[START]
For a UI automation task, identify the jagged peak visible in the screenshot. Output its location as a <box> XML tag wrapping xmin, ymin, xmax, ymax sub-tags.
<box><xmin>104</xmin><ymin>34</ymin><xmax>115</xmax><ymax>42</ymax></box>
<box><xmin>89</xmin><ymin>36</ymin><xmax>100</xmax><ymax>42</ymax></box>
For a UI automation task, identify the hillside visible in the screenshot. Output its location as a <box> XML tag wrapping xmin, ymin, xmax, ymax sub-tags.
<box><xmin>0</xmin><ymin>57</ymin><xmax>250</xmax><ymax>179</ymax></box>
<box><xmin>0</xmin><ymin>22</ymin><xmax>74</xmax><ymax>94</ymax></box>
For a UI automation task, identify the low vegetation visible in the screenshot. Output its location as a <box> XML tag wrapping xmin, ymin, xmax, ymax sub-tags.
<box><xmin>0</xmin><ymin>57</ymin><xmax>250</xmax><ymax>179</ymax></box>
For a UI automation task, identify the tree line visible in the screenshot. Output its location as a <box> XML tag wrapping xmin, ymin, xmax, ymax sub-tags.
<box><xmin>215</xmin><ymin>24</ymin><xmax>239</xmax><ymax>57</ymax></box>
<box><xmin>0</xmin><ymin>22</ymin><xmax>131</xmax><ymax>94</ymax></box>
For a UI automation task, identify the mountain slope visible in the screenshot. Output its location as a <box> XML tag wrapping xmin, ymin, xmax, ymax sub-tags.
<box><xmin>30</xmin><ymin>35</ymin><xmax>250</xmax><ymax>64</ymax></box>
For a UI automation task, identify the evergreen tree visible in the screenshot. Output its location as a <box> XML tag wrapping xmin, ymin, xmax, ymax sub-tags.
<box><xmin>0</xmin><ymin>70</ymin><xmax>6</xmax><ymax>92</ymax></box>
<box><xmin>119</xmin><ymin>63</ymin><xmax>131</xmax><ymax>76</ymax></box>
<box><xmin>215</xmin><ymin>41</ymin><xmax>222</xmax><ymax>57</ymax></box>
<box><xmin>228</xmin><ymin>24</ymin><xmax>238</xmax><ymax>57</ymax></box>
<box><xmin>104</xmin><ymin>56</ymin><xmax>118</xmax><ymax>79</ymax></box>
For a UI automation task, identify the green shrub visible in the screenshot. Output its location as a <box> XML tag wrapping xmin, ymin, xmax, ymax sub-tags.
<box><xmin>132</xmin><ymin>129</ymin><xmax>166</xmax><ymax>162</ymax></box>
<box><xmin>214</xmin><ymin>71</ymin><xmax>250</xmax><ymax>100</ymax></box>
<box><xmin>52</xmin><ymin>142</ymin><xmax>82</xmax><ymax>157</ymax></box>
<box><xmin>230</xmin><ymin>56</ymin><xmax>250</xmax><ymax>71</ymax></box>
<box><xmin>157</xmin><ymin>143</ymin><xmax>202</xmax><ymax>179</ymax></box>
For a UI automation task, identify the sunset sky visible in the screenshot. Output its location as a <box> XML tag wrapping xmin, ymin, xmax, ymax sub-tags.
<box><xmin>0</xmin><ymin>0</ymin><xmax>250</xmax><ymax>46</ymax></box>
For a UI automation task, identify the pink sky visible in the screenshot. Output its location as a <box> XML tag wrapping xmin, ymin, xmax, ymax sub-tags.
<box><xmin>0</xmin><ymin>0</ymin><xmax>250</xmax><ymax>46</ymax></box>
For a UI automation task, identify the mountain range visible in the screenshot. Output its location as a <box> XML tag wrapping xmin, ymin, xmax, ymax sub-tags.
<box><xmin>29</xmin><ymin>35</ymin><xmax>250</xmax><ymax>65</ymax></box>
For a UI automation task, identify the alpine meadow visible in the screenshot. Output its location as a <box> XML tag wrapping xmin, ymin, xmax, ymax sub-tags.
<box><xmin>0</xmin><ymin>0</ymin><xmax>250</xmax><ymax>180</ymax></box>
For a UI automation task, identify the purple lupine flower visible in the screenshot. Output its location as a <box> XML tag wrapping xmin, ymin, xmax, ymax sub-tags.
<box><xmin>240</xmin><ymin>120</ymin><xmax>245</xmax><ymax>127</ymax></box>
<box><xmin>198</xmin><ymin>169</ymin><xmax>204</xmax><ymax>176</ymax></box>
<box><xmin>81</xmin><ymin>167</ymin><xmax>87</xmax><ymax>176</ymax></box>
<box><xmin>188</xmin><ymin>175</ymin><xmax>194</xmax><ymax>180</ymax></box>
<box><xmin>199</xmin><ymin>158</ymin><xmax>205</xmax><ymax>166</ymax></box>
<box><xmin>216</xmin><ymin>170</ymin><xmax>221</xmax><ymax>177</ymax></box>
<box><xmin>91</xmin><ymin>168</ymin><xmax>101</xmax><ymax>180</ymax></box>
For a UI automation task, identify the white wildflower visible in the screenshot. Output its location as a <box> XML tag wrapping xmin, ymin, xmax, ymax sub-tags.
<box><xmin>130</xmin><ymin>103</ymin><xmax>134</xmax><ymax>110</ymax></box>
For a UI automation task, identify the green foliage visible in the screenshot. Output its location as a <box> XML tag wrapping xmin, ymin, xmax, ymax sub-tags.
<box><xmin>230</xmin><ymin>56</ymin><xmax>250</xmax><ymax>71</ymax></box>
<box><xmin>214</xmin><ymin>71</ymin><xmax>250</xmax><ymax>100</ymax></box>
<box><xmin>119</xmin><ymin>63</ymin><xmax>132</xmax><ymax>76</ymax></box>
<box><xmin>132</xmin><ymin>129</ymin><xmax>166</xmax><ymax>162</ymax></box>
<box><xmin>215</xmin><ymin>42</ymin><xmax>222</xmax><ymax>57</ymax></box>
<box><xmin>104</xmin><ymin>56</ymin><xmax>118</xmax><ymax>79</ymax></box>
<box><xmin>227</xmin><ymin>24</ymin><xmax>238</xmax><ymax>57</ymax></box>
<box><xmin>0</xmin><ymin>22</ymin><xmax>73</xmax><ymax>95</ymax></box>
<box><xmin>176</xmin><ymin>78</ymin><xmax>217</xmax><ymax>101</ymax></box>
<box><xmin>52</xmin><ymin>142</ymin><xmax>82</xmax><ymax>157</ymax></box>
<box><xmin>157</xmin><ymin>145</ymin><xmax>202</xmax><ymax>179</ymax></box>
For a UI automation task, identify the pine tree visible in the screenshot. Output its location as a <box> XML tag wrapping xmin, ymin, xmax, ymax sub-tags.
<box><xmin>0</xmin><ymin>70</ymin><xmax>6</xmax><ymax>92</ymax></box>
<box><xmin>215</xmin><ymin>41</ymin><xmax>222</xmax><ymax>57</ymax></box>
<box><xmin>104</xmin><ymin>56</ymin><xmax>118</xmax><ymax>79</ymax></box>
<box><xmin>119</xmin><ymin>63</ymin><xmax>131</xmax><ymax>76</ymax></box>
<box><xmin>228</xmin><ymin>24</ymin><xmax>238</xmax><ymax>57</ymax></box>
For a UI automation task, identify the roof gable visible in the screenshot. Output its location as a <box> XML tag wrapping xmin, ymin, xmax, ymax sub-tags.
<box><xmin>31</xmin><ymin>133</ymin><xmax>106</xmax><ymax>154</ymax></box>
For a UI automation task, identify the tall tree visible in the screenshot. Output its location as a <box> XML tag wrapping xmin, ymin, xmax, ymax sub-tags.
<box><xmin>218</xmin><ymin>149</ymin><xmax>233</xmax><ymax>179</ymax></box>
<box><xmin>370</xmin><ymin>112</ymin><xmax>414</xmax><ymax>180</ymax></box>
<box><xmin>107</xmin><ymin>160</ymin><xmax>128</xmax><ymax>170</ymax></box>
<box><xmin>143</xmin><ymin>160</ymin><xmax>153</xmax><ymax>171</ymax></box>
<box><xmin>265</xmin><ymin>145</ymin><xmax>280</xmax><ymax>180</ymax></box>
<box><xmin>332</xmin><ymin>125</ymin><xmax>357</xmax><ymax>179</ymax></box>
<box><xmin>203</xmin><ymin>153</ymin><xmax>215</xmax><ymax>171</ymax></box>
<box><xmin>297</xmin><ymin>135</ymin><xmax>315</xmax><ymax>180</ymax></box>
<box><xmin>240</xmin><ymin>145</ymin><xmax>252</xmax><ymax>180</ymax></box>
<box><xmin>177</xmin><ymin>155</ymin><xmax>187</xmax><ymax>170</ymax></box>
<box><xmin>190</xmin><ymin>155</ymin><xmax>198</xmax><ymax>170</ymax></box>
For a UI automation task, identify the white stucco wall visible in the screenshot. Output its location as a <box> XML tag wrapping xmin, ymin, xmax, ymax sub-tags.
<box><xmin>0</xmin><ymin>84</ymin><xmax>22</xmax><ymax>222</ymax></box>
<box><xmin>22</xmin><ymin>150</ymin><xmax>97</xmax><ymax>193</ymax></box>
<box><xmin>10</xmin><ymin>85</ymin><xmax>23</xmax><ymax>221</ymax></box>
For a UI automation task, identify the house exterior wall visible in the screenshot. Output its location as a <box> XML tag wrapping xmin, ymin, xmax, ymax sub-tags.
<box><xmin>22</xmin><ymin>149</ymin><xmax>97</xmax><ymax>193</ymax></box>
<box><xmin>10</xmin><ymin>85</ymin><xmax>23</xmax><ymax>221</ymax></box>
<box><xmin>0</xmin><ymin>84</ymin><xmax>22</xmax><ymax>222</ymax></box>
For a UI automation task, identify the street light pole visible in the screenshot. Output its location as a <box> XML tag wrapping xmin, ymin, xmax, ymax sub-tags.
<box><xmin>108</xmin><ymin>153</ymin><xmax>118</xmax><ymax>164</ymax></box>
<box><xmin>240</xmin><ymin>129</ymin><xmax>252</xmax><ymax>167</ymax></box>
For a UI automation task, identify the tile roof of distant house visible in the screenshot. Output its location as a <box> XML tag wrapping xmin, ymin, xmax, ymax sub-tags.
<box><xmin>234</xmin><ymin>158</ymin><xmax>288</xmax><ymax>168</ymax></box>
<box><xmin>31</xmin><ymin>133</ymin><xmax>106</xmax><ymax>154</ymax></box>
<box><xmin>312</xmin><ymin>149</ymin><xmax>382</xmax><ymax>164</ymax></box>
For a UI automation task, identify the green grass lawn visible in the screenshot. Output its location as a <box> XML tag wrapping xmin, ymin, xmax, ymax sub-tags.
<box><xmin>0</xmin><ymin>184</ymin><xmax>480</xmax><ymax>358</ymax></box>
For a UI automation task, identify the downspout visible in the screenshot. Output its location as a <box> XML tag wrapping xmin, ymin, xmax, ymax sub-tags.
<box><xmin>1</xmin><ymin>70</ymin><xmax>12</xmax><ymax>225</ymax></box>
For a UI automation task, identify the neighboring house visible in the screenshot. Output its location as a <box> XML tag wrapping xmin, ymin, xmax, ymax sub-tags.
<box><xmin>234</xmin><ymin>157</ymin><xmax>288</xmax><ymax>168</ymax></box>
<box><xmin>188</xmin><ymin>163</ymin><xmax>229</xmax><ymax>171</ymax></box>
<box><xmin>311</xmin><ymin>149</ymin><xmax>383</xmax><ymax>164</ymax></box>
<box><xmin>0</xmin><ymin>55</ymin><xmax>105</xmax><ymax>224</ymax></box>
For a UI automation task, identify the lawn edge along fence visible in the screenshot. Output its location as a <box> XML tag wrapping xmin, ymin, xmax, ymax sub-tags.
[END]
▶ WHAT YOU ARE ASKED TO DO: Each line from the one containing "For a UI automation task, identify the neighboring" to the end of the records should be echoed exactly, and no other line.

▶ RESPONSE:
For a UI automation task, identify the neighboring house visible in the screenshot. Output its location as a <box> XML tag wrapping xmin, ymin, xmax, ymax sub-tags.
<box><xmin>234</xmin><ymin>157</ymin><xmax>288</xmax><ymax>168</ymax></box>
<box><xmin>188</xmin><ymin>163</ymin><xmax>229</xmax><ymax>171</ymax></box>
<box><xmin>311</xmin><ymin>149</ymin><xmax>383</xmax><ymax>164</ymax></box>
<box><xmin>0</xmin><ymin>55</ymin><xmax>105</xmax><ymax>224</ymax></box>
For a UI automation task, identify the lawn edge along fence visible in the screenshot. Output its location as a <box> XML tag wrapping xmin, ymin, xmax, ymax sub-tags.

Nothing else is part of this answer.